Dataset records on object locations
-- -- --

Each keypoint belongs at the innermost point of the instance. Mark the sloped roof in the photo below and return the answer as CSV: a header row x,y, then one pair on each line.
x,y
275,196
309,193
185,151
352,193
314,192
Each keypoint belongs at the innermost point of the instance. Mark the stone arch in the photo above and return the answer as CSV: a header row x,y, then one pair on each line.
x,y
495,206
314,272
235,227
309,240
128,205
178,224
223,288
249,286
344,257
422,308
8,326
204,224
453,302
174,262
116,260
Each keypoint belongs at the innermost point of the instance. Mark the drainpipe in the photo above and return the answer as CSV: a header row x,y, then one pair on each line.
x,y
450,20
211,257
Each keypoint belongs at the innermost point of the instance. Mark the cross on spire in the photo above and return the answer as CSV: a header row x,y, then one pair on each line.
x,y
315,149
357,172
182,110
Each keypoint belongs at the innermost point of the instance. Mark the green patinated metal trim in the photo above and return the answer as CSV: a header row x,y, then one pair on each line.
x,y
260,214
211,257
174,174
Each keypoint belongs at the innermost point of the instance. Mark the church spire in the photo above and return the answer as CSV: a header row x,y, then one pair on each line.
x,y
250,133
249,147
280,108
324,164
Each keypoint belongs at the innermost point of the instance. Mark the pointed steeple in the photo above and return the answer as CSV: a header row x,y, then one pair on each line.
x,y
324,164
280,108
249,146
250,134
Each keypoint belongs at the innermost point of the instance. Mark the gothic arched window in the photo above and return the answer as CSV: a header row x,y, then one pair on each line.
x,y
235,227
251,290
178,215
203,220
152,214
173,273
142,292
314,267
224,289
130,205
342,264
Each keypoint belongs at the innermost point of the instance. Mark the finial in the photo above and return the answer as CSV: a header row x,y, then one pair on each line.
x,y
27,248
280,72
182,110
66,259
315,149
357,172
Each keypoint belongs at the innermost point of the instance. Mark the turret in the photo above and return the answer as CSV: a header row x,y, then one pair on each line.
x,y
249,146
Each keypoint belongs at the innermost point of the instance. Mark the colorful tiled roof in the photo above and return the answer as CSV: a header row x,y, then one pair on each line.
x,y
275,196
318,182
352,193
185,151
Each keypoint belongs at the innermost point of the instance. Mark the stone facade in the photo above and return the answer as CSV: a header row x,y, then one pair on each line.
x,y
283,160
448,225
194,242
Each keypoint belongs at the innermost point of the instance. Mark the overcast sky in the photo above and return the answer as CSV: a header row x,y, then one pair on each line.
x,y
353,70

-- -- --

* PROMPT:
Reproduce all of the records above word for word, leaving every line unchanged.

* FINAL ANSWER:
Each keypoint belongs at the innermost point of the instance. Mark the sloped roof in the photo below and return the answer as CSV: a header row x,y, then one pair on each line.
x,y
275,196
309,193
185,151
352,193
314,192
Each keypoint belongs at the innermost point of the instance. Mark the stone arch in the photo above and return the answer as CSV: a header row x,y, then one pair on each line.
x,y
495,206
314,272
235,227
309,240
128,205
178,224
223,288
249,286
344,257
422,308
8,326
204,224
453,302
174,262
116,260
Each keypoint belongs at the innermost point of the instance. Mark the drainpipe in the photo above and return the answer as CSV: a header row x,y, then one pair on each line.
x,y
450,20
211,257
Each keypoint belongs at the innermost point of the instance. Mark the cross on spire in the photo above and return the answer as CSV: a header row x,y, then one pair on each line.
x,y
315,149
357,172
182,110
Each keypoint belongs at the innermost point of the instance. Mark the green patinated metal trim in the photo above and return the answer as CSV: a header row x,y, then one pair on each line.
x,y
260,214
211,257
174,174
Each keypoint belongs at the innermost point of the instance. Mark the church spire in the photo above and return the answer as CSV: a header row x,y, then one pair on each line.
x,y
250,133
249,147
280,108
324,164
Each keypoint belongs at the innermost point of the instance. Mark the pointed steeple in the photo above and return the answer as CSV: a header row x,y, then one pair on each line.
x,y
324,164
280,108
249,146
250,134
Each keypoint belongs at the innermost point of the instance. Mark the gothic arched window in the photo above and return the answer as CSV: a header row x,y, then one pair on each line.
x,y
235,227
251,290
178,215
203,220
152,214
173,273
142,292
314,267
224,289
130,205
342,264
Each keypoint belongs at the innermost point of the instance. Mark the finial in the photo above and return the answer as CSV: a header row x,y, then one pair on each line.
x,y
27,248
280,72
182,110
66,259
315,149
357,172
Each keypoint belongs at the innermost point of the instance. Mark the turret in the photo above and return the answer as CSV: a header row x,y, then one pair on each line.
x,y
249,146
Each keypoint belongs at the innermost point of the instance. Mark the colorful tiled roof in the photo above and return the answer as CSV: a header row x,y, then one pair on each line.
x,y
275,196
318,182
352,193
185,151
Each keypoint belongs at the innermost point of the instance. Mark the stone facade in the photo above and return the answer as CSV: a header row x,y, then one pair on each line.
x,y
283,160
448,225
194,242
Each keypoint belongs at the innermost point of the instance. Mark the overcast sky in the photo above and return the answer as CSV: a header row x,y, then one pair on each line.
x,y
353,70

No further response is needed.